* Work to complete: In the forum thread about the Rockwell radial arm saw below, what price is the seller asking?

# Rockwell Radial Arm Saw - Craig List find, your thoughts



## Nicky (Mar 13, 2007)

Found this on Craigslist http://santafe.craigslist.org/tls/3107707114.html

Going Sunday to see. The arm is unique, anyone have this model, your thoughts much appreciated


----------



## Bertha (Jan 10, 2011)

I don't own it, but I own some old Rockwell stuff. That's my disclaimer I would absolutely be interested in this very cool RAS. I'm not sure if I understand why you consider the arm unique (?). Some would argue that the price it a tad on the high side. I'd rather have it than my Craftsman. I think the Dewalt is the only one I'd rather have than this rockwell. I hope you get it!!!


----------



## Nicky (Mar 13, 2007)

Apparently I've been the only caller. This is unique to me, I've not seen this type of arm.

What would a reasonable price be? Saw is mid 70s

Seller asking $375.

I dumped my craftsman pos 10yrs ago, but miss having a RAS


----------



## Bertha (Jan 10, 2011)

* Data extract:
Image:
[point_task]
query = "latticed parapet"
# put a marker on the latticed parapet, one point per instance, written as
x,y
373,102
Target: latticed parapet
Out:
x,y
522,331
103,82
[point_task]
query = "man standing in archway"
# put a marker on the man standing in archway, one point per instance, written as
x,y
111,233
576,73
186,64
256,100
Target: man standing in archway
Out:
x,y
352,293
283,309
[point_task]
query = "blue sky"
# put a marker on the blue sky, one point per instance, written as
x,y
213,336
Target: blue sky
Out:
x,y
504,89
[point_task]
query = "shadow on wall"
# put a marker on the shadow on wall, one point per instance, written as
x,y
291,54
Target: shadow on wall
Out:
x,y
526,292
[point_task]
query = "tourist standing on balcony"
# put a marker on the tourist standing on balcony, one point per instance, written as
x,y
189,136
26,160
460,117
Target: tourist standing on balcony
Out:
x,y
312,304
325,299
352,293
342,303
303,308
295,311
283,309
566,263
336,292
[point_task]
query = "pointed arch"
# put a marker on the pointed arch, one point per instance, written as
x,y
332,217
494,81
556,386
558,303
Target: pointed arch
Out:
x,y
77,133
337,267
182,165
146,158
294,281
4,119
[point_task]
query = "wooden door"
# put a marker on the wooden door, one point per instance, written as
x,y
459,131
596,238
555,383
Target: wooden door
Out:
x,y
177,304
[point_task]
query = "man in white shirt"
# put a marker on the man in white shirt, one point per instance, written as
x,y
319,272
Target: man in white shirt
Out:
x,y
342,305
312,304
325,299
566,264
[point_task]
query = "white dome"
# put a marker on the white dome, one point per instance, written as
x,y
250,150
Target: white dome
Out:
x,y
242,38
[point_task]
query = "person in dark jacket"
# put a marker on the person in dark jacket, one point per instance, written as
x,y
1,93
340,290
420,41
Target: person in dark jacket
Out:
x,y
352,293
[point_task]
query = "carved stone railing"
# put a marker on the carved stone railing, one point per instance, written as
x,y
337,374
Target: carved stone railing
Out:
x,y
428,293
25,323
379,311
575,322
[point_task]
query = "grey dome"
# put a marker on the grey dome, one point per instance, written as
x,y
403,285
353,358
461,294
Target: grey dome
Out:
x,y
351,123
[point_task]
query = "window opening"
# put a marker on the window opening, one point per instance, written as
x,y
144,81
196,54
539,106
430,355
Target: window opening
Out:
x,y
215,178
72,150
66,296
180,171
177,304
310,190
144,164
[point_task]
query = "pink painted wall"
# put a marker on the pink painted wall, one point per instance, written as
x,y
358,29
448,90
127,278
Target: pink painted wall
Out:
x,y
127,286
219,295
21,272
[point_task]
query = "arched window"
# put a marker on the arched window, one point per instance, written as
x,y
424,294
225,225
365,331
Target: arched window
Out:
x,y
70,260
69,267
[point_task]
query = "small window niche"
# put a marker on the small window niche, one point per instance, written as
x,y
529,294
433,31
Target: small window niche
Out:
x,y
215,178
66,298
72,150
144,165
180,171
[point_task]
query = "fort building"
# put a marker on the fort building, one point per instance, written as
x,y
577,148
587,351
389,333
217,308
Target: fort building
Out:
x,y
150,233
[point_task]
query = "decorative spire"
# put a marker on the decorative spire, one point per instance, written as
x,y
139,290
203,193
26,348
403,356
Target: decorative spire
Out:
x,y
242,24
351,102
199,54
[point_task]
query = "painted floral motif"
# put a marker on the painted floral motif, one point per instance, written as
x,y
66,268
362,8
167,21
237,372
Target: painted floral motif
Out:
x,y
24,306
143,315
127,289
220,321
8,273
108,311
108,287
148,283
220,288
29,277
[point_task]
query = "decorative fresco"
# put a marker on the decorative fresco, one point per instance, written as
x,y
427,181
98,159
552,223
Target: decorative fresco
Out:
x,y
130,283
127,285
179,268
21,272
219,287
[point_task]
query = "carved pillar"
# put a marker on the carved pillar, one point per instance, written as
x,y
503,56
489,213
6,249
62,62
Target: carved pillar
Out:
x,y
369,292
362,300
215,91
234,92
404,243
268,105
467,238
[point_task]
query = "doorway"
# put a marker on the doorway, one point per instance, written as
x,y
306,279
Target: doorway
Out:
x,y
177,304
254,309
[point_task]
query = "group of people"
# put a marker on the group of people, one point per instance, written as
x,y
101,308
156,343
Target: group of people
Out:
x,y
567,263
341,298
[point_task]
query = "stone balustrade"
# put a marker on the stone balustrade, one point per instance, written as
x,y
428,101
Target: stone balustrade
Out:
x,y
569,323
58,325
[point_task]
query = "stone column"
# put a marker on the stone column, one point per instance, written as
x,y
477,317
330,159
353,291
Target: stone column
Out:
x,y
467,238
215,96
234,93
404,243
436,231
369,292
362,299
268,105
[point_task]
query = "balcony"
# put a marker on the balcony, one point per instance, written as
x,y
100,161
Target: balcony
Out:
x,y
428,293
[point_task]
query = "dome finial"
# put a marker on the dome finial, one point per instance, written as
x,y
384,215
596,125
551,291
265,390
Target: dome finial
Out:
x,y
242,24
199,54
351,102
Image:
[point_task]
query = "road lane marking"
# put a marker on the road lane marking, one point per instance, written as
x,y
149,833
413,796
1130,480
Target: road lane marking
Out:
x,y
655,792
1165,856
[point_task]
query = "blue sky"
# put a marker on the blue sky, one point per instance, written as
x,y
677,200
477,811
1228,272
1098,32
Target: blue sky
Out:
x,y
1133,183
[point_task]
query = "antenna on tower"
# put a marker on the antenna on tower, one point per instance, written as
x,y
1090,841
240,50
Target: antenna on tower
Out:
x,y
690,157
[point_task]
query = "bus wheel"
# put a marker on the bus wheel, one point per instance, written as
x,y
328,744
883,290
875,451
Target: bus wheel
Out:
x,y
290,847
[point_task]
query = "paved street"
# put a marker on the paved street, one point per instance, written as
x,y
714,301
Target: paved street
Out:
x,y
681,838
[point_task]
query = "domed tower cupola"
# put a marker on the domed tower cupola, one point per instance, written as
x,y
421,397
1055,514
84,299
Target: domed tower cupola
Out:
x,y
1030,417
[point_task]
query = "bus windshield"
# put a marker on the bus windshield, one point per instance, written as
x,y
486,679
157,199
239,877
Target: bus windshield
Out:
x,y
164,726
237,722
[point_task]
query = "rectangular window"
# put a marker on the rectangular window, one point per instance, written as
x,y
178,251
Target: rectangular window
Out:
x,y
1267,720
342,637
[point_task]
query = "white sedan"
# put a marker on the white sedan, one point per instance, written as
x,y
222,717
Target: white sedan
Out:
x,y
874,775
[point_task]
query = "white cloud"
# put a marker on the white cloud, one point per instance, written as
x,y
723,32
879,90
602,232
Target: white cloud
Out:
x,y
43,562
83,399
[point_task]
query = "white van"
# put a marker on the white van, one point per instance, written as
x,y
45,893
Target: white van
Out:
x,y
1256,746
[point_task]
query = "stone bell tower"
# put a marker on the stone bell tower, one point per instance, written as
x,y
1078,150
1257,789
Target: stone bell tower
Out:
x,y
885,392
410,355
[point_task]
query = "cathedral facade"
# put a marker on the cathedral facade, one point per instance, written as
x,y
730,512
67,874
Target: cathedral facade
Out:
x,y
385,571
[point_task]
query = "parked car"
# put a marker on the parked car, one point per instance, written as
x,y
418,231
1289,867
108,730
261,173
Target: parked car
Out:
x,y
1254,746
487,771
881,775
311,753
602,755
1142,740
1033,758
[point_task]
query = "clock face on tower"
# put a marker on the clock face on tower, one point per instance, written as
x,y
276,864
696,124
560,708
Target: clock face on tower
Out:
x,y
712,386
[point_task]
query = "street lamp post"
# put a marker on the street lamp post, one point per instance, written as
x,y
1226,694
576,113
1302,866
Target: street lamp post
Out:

* Result below: $375